Aufgaben —
1. Zitiere einen Abschnitt aus dem Text über die Handball-Nationalmannschaft: Beginne bei der Stelle mit „Frischen Wind gibt“ und höre nach „Nachwuchs-Torhüter zu bieten.“ auf.
2. Schreibe den Text über die Handball-Nationalmannschaft weiter, und zwar im Anschluss an seinen letzten Satz.

Ausgangstext —
▼
Wiencek, nur einer von drei Spielern, die auf mehr als 100 Länderspiele kommen, gilt sowohl im Angriff als auch in der Abwehr als elementar wichtig, seine Erfahrung ist gerade bei so einer jungen Truppe von großer Bedeutung. Doch auch er wirkte zuletzt ausgelaugt und nicht immer frisch - mit seinen 32-Jahren zählt er zu der älteren Gruppe im Team.
Frischen Wind gibt es dafür zwischen den Pfosten: Neben Andreas Wolff haben die beiden jungen Keeper Till Klimpke (23) und Joel Birlehm (24) den Vorzug vor Routinier Silvio Heinevetter erhalten. Dazu kann man nur laut und deutlich sagen: Endlich! Die Veränderungen im Kasten waren längst überfällig, Deutschland hat so viele tolle Nachwuchs-Torhüter zu bieten.
Klimpke und Birlehm zählen zu den Shootingstars in der HBL, die bei ihren Vereinen eine enorme Entwicklung hingelegt haben - und diese wurde nun von Gislason belohnt. Bei der HSG Wetzlar ist Klimpke zum Entscheidungsfaktor gereift, auch dank seiner Paraden (nach 16 Spielen kommt er auf insgesamt 117) stehen die Mittelhessen auf einem überragenden fünften Tabellenplatz. Bei Birlehm sieht es ähnlich aus, auch er gilt schon jetzt als einer der Besten auf seiner Position in der HBL. Ein Talent, das auch den Spitzenteams nicht verborgen bleibt. So haben es sich die Rhein-Neckar Löwen die Dienste des Keepers für die Saison 23/24 gesichert.
▲
Datensätze —
▼
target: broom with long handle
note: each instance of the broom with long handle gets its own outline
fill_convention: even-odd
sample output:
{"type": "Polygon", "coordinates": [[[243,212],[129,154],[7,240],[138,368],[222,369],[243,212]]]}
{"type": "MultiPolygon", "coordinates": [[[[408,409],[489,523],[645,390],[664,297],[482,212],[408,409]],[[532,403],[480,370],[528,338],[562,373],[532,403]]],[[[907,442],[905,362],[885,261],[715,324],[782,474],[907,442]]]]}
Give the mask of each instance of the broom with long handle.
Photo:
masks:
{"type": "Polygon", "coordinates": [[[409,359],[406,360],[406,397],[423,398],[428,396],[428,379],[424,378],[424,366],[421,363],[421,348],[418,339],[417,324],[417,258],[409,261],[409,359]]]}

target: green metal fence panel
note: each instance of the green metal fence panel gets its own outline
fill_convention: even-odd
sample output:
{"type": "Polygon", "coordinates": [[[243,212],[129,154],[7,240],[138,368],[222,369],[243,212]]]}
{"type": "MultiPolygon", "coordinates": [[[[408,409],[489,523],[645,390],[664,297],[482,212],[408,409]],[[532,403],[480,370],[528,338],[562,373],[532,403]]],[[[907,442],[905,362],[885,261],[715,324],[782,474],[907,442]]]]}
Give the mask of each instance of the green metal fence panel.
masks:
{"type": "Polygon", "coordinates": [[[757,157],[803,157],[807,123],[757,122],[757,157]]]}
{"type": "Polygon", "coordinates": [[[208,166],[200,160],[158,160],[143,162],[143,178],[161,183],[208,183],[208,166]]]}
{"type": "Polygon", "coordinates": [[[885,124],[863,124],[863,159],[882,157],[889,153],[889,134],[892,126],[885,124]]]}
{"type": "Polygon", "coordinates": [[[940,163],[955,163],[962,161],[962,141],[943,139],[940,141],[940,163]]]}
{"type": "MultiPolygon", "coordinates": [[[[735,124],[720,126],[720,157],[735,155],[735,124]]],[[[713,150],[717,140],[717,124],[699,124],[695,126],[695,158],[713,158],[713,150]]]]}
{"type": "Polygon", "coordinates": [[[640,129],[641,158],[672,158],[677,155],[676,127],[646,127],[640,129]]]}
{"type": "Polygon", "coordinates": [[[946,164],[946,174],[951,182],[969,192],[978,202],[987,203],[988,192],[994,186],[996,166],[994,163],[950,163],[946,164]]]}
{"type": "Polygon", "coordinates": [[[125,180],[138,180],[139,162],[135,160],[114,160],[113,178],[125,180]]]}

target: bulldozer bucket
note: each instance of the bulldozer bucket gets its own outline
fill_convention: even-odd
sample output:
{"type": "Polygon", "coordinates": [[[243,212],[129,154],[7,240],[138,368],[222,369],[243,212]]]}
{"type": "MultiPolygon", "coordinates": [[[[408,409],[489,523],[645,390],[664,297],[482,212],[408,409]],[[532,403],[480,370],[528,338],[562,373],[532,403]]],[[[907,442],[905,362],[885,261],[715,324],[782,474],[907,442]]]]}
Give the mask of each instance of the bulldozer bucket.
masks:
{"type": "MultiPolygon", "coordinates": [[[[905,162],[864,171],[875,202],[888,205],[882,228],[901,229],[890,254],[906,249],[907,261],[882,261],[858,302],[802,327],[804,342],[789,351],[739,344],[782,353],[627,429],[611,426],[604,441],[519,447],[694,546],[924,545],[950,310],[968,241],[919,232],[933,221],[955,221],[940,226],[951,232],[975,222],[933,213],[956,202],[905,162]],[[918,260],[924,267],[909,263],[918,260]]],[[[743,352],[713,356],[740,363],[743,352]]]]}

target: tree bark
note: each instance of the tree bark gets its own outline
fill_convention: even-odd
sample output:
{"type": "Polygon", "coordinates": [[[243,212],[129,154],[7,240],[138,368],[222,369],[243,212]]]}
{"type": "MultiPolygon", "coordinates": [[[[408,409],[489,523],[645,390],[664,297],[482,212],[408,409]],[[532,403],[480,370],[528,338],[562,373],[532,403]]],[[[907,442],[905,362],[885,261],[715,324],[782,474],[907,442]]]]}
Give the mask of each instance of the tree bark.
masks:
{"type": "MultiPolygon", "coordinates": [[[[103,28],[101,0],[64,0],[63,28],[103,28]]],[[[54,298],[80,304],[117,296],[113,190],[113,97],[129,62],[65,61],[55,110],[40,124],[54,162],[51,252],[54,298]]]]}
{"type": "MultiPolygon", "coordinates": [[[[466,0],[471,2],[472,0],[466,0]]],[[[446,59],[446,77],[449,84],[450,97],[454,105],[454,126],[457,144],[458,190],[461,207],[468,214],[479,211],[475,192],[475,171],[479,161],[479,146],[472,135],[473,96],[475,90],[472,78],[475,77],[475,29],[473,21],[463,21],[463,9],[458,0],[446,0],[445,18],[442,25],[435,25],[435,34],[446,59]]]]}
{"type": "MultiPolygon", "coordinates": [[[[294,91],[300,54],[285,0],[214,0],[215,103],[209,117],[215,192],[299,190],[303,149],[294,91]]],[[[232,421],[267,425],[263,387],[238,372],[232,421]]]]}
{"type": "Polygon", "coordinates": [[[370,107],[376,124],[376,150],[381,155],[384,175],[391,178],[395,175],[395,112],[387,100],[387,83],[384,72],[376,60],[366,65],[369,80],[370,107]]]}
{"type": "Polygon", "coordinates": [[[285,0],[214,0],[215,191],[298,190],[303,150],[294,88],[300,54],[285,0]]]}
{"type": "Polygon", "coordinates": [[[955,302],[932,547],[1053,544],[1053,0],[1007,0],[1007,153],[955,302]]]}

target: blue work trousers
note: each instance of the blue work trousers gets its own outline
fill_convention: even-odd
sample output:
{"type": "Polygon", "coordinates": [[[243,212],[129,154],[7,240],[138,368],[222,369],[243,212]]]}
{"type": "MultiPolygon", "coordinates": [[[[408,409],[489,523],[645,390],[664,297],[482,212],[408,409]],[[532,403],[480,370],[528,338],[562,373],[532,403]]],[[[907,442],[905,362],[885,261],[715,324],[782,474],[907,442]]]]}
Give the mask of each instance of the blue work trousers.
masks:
▲
Endgültige Antworten —
1.
Frischen Wind gibt es dafür zwischen den Pfosten: Neben Andreas Wolff haben die beiden jungen Keeper Till Klimpke (23) und Joel Birlehm (24) den Vorzug vor Routinier Silvio Heinevetter erhalten. Dazu kann man nur laut und deutlich sagen: Endlich! Die Veränderungen im Kasten waren längst überfällig, Deutschland hat so viele tolle Nachwuchs-Torhüter zu bieten.

2.
Beide zeigten im November beim "Tag des Handballs" in Düsseldorf eine starke Leistung im Tor, die vor allem einen mächtig unter Druck setzen dürfte: Andy Wolff. Der Europameister von 2016, beim polnischen Spitzenklubs Vive Kielce aktiv, hat mächtig Konkurrenz bekommen.
Im Aufgebot sind ohnehin nur noch vier weitere Akteure dabei, die mit der DHB-Auswahl den EM-Titel 2016 gewonnen hatten. Kai Häfner, Simon Ernst sowie Kreisläufer Jannik Kohlbacher und Julius Kühn, dessen Nominierung abermals für Aufsehen sorgt.
Bei der MT Melsungen gilt er als wuchtiger Rückraum-Shooter, der Spiele an sich reißen und zum Faktor in den Schlussminuten werden kann. Doch im Adler-Dress bei großen Turnieren hat Kühn es bislang nicht geschafft, voll zu überzeugen. Gegen große Nationen wie Spanien, Frankreich oder Dänemark zündeten seine Fackeln aus dem linken Rückraum kaum. Stattdessen versteckte er sich und enttäuschte so die Anhänger. Es bleibt zu hoffen, dass der besagte Knoten endlich platzt und er zum Entscheidungsspieler wird.
Doch Kühn muss sich beeilen, viele Chancen hat er nicht mehr, auf diesen Posten lauern bereits jüngere Akteure wie Sebastian Heymann oder Philipp Weber.
Mit dem 21 Jahre alten Julian Köster vom VfL Gummersbach hat Gislason auch einen Zweitliga-Profi nominiert - eher selten bei der Nationalmannschaft. Mit Linkshänder Steinert ist ein Profi dabei, der noch nie für das A-Team aufgelaufen ist. Zudem feierten sechs Neulinge erst im November ihr Länderspieldebüt. Ein wilder Haufen junger Küken und alter Hähne? Oder ist dieser Anteil an neuen Spielern genau richtig für die perfekte Mischung an Erfahrung und frischem Wind?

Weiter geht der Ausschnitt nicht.